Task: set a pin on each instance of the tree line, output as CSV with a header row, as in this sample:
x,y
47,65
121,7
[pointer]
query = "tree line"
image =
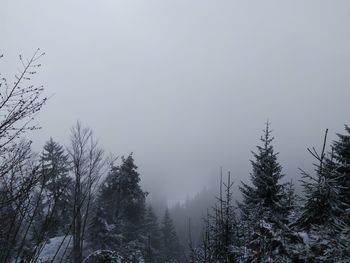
x,y
72,204
272,223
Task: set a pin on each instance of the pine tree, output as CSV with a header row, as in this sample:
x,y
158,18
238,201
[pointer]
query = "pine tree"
x,y
263,209
342,169
267,192
153,236
171,251
119,210
57,185
322,213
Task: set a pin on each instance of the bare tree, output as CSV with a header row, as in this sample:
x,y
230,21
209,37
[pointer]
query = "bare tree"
x,y
88,162
20,101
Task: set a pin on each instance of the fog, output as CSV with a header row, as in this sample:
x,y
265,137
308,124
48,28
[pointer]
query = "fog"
x,y
187,85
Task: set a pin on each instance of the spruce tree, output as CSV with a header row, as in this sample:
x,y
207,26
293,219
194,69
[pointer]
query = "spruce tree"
x,y
119,210
57,185
342,169
171,251
153,236
263,210
266,192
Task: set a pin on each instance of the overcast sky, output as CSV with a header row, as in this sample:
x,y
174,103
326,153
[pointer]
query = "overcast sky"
x,y
187,85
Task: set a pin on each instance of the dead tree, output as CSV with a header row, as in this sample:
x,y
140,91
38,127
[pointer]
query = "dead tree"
x,y
87,162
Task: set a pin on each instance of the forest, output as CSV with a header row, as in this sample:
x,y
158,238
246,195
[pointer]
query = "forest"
x,y
74,203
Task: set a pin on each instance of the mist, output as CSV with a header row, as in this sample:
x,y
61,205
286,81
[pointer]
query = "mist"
x,y
187,86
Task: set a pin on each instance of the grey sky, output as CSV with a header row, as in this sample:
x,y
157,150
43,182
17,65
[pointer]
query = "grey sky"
x,y
187,85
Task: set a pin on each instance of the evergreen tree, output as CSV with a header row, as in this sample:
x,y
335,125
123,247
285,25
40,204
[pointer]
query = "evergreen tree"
x,y
267,192
263,210
57,186
171,251
342,170
119,210
153,236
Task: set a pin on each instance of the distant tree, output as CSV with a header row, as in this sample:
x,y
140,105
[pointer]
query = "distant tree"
x,y
171,250
87,166
266,193
20,101
324,212
153,236
58,185
341,149
264,210
119,211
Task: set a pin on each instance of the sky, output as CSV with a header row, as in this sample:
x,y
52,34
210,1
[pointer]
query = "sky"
x,y
187,86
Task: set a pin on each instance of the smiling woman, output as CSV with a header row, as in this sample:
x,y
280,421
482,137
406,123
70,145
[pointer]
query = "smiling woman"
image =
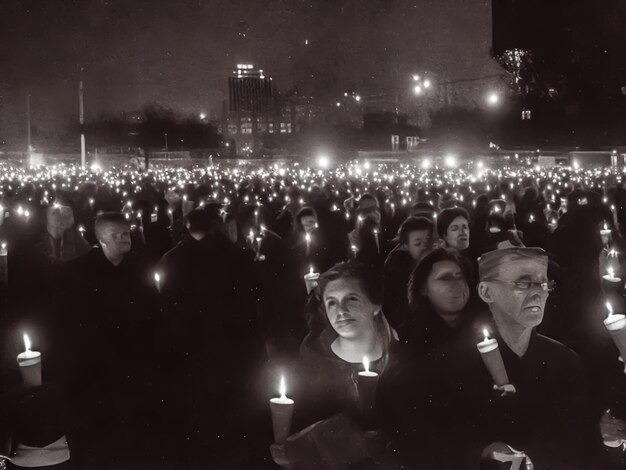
x,y
346,326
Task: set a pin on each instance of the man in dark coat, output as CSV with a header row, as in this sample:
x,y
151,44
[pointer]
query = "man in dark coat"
x,y
215,351
542,412
109,315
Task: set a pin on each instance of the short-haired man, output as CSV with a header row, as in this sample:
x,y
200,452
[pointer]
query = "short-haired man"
x,y
415,240
544,412
110,311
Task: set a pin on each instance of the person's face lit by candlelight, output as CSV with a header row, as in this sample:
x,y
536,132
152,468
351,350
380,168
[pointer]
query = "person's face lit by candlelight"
x,y
418,243
457,235
59,218
114,237
309,223
517,292
349,310
447,290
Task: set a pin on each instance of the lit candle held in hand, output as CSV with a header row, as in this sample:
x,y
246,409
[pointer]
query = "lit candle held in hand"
x,y
157,281
490,354
605,233
307,238
310,280
30,365
367,384
4,265
282,411
612,281
616,324
377,241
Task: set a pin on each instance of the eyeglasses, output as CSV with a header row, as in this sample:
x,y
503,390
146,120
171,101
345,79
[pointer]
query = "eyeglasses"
x,y
527,285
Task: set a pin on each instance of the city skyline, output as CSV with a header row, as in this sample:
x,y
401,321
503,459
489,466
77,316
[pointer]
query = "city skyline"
x,y
180,55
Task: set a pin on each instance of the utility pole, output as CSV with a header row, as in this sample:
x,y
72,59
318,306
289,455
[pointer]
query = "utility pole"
x,y
81,118
28,142
167,150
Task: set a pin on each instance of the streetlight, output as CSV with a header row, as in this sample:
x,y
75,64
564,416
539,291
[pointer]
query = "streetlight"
x,y
450,161
167,152
323,161
493,99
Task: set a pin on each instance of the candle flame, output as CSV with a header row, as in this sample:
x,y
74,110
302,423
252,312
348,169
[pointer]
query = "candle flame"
x,y
609,308
282,388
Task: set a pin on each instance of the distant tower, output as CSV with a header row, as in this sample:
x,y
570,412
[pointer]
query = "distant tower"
x,y
250,105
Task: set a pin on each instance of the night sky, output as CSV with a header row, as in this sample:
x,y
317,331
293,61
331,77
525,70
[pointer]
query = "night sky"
x,y
178,53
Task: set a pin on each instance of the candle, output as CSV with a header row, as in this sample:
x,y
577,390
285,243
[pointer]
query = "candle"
x,y
307,238
366,385
157,281
492,359
310,280
282,411
30,364
377,241
616,324
605,233
611,278
4,265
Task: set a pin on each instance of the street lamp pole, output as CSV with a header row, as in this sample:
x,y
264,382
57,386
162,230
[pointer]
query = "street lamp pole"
x,y
28,135
81,118
167,151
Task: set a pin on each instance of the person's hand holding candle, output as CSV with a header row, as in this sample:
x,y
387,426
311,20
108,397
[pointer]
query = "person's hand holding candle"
x,y
282,411
490,354
310,280
616,325
30,364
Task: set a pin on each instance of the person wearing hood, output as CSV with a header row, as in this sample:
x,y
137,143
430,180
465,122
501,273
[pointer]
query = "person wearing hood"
x,y
415,239
454,230
439,297
347,326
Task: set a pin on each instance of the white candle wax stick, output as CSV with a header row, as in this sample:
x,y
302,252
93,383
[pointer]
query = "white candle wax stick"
x,y
616,325
367,384
310,280
4,265
492,359
30,365
282,411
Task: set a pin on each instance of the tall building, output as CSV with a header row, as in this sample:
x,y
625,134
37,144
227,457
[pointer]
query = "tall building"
x,y
254,108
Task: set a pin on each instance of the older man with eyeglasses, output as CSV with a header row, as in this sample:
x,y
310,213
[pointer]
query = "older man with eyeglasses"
x,y
542,413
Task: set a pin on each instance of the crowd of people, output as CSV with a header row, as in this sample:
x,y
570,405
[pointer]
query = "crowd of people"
x,y
168,304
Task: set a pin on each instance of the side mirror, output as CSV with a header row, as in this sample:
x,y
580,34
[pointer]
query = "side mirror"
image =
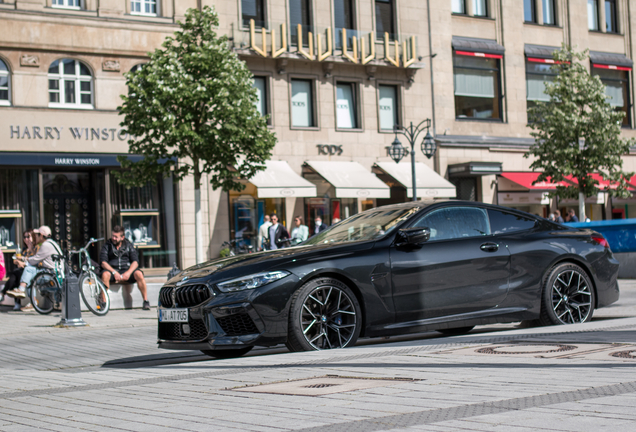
x,y
413,236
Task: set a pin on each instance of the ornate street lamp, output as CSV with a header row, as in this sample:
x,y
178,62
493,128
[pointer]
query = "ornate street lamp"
x,y
397,151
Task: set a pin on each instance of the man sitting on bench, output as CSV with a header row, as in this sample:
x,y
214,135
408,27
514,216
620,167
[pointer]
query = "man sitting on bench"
x,y
120,263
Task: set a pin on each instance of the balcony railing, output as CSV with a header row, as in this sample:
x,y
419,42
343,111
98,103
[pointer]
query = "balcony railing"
x,y
321,44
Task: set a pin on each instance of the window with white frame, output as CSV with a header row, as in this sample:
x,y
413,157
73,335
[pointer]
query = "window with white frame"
x,y
4,84
70,84
143,7
346,106
302,103
69,4
260,84
388,107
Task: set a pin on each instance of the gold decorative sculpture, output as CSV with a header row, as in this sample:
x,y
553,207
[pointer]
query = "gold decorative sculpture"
x,y
321,55
308,55
363,57
387,55
354,42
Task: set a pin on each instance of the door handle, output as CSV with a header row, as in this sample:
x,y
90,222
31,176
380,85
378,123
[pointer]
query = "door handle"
x,y
489,247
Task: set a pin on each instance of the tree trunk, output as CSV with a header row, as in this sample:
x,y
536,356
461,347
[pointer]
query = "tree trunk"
x,y
581,207
198,219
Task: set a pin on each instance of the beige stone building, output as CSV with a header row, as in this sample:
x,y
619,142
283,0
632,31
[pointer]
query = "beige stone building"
x,y
334,76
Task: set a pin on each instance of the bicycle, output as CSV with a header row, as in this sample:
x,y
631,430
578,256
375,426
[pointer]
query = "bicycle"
x,y
45,290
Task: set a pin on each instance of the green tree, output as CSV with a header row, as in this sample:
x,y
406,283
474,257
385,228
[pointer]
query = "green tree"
x,y
191,111
577,132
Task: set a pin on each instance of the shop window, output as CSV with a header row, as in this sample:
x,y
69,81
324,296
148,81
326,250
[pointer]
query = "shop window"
x,y
346,106
385,18
253,10
548,12
300,13
458,6
536,76
388,107
477,87
302,103
592,14
148,217
505,223
529,11
260,84
344,18
466,188
616,89
143,7
70,84
480,7
610,16
4,84
67,4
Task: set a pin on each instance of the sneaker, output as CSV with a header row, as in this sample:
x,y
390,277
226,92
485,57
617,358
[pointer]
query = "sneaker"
x,y
16,293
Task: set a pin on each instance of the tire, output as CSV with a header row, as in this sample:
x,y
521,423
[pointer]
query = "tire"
x,y
94,294
231,353
42,292
324,314
455,331
568,296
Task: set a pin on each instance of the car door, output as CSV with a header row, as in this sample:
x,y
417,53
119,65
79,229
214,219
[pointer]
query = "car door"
x,y
459,269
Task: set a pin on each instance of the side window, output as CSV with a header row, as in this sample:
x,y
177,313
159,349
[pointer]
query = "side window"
x,y
504,223
456,222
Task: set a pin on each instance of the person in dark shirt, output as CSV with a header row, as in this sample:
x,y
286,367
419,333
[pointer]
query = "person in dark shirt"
x,y
120,263
572,216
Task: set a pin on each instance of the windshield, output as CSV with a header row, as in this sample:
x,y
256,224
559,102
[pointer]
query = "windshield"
x,y
368,225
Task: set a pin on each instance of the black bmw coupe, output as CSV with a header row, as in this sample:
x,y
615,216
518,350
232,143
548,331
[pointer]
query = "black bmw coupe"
x,y
405,268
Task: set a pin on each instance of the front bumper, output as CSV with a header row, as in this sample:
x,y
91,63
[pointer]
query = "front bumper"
x,y
234,320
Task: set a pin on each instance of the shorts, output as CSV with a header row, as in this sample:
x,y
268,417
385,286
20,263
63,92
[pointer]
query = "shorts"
x,y
130,280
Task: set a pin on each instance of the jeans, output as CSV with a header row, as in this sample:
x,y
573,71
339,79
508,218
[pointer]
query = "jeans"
x,y
28,274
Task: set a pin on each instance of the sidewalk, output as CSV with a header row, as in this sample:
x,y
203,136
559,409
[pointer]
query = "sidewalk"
x,y
110,376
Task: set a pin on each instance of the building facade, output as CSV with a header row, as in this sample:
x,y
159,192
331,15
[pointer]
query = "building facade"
x,y
333,77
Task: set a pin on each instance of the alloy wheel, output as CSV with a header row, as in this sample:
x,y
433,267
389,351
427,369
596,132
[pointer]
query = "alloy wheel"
x,y
328,318
571,297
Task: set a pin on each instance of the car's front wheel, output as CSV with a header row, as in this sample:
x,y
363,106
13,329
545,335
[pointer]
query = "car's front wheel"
x,y
568,296
324,314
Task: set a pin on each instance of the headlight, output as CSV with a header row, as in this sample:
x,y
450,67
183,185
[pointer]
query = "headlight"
x,y
251,281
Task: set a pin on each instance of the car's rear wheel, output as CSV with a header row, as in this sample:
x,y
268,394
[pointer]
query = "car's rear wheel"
x,y
228,353
568,296
324,314
455,331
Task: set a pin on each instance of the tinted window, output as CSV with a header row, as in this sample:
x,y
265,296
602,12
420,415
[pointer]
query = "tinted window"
x,y
455,222
504,223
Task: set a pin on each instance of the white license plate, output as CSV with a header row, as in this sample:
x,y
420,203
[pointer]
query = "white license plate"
x,y
173,315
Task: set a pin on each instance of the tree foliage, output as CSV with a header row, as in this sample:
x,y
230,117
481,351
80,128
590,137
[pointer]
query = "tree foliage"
x,y
191,110
577,131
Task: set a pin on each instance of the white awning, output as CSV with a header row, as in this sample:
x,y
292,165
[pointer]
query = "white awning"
x,y
429,184
351,179
278,180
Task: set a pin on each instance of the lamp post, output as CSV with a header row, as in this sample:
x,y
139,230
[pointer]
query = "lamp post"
x,y
428,146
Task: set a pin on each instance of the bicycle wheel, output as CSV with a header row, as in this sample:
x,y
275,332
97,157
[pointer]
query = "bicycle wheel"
x,y
42,292
94,294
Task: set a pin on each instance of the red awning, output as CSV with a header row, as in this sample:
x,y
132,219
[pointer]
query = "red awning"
x,y
525,179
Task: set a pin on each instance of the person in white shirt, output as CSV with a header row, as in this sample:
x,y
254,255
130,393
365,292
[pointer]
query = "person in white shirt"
x,y
300,233
262,232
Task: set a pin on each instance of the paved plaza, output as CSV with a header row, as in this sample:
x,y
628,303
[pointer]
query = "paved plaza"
x,y
111,376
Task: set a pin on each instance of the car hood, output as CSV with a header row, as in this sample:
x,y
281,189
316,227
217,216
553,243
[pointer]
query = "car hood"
x,y
230,267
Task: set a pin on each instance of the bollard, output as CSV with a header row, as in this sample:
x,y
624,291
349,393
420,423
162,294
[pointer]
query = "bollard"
x,y
71,308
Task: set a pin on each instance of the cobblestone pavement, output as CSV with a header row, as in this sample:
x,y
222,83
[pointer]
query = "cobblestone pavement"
x,y
111,376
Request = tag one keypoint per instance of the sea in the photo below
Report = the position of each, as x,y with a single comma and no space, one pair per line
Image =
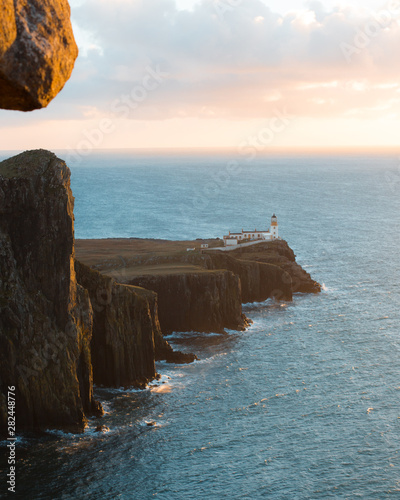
305,404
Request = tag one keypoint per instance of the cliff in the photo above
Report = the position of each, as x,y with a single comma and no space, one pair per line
206,301
45,316
259,281
201,291
278,253
37,52
127,338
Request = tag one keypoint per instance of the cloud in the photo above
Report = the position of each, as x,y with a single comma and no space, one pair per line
238,63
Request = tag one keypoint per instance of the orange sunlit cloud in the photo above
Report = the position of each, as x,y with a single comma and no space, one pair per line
170,77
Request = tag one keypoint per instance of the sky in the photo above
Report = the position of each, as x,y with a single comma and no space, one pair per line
242,74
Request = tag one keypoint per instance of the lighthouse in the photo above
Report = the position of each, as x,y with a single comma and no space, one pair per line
274,227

What to do ▸ If a line of the data holds the string "woman", list it.

Result ▸
Task: set a pin on each instance of the smiling woman, output as CSV with a header row, as in this sample:
query = "smiling woman"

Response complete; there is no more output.